Write out, unaltered, each line from the top of the records below down to the line where "x=43, y=224" appears, that line included.

SUPPLIED ENTRIES section start

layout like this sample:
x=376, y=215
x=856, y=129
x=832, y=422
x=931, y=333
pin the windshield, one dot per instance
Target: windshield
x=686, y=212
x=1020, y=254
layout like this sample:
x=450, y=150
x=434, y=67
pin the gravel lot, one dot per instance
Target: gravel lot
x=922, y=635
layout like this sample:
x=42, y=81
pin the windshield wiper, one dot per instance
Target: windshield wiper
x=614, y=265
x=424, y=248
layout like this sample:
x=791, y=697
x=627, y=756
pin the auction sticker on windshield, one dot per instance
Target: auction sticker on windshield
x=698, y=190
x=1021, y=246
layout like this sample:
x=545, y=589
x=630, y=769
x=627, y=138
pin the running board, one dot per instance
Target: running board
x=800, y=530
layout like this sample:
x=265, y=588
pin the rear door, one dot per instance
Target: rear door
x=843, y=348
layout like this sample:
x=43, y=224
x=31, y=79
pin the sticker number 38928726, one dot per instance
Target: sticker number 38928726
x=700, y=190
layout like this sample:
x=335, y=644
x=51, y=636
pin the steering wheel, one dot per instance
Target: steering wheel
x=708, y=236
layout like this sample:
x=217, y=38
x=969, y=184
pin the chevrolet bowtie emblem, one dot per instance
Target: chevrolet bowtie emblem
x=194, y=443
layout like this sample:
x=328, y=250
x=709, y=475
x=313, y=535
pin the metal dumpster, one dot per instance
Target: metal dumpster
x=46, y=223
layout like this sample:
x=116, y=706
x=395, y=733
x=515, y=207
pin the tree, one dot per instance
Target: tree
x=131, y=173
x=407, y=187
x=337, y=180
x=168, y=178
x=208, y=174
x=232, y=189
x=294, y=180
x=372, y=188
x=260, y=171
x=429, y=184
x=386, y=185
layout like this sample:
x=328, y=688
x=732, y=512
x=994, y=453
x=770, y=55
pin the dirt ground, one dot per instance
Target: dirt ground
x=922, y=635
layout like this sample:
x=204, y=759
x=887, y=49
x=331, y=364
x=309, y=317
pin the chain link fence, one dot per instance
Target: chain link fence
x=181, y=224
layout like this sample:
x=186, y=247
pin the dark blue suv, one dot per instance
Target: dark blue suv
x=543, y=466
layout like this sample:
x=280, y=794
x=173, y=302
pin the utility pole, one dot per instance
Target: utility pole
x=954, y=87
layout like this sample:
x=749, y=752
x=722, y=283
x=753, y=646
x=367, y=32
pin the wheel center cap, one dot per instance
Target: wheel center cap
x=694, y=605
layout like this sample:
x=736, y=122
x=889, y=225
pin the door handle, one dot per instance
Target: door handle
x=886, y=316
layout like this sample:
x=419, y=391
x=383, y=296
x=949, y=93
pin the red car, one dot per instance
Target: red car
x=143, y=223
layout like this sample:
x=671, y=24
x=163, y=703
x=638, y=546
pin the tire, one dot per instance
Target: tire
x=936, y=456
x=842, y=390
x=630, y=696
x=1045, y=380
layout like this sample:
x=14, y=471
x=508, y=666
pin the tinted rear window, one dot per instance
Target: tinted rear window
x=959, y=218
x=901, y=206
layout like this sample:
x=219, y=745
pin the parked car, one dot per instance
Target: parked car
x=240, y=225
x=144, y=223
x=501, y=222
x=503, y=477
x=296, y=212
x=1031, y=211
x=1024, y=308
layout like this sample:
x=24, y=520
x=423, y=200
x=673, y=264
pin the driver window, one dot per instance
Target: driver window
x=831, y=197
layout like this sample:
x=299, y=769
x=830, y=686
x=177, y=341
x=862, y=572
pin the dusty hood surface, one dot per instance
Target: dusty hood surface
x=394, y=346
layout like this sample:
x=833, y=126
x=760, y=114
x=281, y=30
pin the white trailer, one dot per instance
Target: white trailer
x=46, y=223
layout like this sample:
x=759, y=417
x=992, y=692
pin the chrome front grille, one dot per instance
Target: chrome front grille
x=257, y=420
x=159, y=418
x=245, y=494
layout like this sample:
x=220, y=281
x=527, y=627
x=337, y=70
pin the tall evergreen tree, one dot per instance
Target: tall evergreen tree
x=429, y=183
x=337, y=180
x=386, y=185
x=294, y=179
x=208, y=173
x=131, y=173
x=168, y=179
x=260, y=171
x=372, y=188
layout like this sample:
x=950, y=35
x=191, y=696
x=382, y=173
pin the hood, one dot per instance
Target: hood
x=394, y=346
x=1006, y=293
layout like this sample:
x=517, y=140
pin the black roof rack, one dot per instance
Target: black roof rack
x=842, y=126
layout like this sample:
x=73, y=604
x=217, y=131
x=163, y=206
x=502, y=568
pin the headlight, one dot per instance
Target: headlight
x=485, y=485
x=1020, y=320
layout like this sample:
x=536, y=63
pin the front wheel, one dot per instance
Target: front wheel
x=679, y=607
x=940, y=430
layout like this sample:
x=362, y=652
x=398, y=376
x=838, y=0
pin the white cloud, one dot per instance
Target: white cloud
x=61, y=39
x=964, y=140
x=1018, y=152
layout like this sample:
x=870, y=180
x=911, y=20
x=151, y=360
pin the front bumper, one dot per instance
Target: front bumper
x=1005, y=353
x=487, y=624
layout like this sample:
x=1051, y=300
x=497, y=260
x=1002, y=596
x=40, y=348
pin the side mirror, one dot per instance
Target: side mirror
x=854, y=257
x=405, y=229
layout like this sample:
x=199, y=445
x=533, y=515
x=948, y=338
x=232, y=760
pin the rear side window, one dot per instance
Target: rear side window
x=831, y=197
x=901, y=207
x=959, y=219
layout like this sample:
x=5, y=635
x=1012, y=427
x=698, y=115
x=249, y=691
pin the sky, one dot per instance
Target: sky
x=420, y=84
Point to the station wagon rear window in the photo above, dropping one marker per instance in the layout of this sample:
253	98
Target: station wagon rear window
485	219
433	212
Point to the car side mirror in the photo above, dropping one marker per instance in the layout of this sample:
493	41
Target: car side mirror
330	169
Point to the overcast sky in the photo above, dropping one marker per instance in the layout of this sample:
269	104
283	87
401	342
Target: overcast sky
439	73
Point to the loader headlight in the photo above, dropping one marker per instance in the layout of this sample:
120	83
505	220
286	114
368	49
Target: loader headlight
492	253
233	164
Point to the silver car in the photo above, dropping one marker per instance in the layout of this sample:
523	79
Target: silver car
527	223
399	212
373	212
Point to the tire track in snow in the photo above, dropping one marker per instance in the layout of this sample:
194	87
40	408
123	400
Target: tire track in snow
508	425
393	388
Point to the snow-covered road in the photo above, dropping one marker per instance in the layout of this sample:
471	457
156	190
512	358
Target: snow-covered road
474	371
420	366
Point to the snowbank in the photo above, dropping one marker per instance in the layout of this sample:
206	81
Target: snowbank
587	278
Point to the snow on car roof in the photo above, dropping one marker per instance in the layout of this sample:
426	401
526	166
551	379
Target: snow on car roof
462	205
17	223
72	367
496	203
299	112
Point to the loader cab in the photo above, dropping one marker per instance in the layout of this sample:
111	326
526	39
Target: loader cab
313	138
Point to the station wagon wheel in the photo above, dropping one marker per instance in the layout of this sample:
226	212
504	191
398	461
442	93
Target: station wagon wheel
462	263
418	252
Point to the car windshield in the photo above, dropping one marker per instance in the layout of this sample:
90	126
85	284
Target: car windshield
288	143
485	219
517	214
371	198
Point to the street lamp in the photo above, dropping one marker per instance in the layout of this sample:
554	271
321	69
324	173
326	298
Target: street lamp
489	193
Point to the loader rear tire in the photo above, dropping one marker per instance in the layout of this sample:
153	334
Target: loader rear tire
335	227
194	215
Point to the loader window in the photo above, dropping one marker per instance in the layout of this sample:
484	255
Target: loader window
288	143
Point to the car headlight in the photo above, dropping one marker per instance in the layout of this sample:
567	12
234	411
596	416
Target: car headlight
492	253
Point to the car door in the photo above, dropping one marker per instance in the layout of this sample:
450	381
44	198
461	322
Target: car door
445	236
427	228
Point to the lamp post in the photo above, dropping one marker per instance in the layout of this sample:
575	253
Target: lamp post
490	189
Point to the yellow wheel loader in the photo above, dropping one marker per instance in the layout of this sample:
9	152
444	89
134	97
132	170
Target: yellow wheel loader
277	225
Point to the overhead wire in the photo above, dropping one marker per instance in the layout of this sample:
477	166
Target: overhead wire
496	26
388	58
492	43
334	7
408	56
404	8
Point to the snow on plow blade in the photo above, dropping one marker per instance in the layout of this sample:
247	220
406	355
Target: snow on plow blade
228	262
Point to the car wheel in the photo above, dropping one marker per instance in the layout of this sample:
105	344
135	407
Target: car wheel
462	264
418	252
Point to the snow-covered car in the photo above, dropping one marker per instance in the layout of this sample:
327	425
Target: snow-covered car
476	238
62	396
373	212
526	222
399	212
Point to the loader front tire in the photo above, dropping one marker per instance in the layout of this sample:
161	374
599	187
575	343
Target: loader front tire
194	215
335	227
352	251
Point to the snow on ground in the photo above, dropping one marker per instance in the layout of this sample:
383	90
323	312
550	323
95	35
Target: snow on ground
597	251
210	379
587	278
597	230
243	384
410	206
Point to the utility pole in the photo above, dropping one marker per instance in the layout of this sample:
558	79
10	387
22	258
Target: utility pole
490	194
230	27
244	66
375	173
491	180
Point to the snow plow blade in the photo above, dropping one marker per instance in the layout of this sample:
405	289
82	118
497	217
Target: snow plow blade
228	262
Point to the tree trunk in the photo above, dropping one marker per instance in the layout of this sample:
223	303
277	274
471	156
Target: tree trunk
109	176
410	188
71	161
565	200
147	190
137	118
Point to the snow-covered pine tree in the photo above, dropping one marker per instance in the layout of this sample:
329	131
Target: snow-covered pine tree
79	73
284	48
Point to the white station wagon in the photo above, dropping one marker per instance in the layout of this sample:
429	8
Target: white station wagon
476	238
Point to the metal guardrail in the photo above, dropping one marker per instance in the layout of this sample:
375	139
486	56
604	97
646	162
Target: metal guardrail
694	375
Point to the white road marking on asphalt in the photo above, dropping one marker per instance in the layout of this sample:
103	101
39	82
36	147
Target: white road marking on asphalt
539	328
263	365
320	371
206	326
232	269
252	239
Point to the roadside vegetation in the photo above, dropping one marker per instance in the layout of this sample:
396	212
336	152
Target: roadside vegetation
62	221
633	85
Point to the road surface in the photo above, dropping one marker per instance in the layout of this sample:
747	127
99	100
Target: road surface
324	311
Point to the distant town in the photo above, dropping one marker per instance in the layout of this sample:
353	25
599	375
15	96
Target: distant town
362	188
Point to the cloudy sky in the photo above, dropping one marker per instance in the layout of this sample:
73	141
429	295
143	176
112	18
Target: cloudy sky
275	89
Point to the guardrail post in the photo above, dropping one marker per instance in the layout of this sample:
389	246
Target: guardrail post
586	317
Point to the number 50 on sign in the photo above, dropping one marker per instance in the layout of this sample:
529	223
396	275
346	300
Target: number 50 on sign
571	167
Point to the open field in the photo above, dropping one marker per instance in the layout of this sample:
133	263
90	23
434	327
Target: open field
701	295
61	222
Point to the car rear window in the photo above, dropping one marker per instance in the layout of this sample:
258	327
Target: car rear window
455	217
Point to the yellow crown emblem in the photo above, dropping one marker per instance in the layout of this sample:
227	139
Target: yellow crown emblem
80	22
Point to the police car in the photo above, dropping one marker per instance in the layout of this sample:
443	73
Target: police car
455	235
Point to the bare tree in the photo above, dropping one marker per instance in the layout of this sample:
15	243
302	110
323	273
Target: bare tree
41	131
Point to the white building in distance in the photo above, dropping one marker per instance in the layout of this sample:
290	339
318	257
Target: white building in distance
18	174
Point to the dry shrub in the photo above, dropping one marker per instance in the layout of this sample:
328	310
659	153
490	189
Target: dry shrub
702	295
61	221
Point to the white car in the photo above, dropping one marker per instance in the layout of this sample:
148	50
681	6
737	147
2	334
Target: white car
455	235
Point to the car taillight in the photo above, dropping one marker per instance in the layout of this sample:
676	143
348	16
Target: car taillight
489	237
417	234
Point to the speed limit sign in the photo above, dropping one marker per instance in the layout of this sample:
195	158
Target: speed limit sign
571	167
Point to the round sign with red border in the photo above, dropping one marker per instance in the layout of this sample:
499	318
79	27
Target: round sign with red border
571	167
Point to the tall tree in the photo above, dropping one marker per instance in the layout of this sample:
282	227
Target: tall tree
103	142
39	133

SUPPLIED ENTRIES section end

[SOLUTION FOR THIS TASK]
layout like this sample:
x=376, y=215
x=856, y=129
x=832, y=422
x=931, y=333
pin the windshield, one dot per instance
Target: windshield
x=686, y=212
x=1020, y=254
layout like this sample:
x=450, y=150
x=434, y=67
pin the gravel lot, one dot per instance
Target: gravel lot
x=922, y=635
layout like this sample:
x=42, y=81
pin the windshield wiper, one dot per instance
Target: windshield wiper
x=614, y=265
x=424, y=248
layout like this sample:
x=791, y=697
x=627, y=756
pin the auction sticker on windshield, one dot per instance
Target: auction sticker on windshield
x=698, y=190
x=1021, y=246
layout like this sample:
x=545, y=589
x=630, y=769
x=627, y=138
pin the running board, one dot per instance
Target: running board
x=800, y=530
layout like this sample:
x=265, y=588
pin the rear door, one dot per instance
Target: rear door
x=843, y=348
layout like this sample:
x=43, y=224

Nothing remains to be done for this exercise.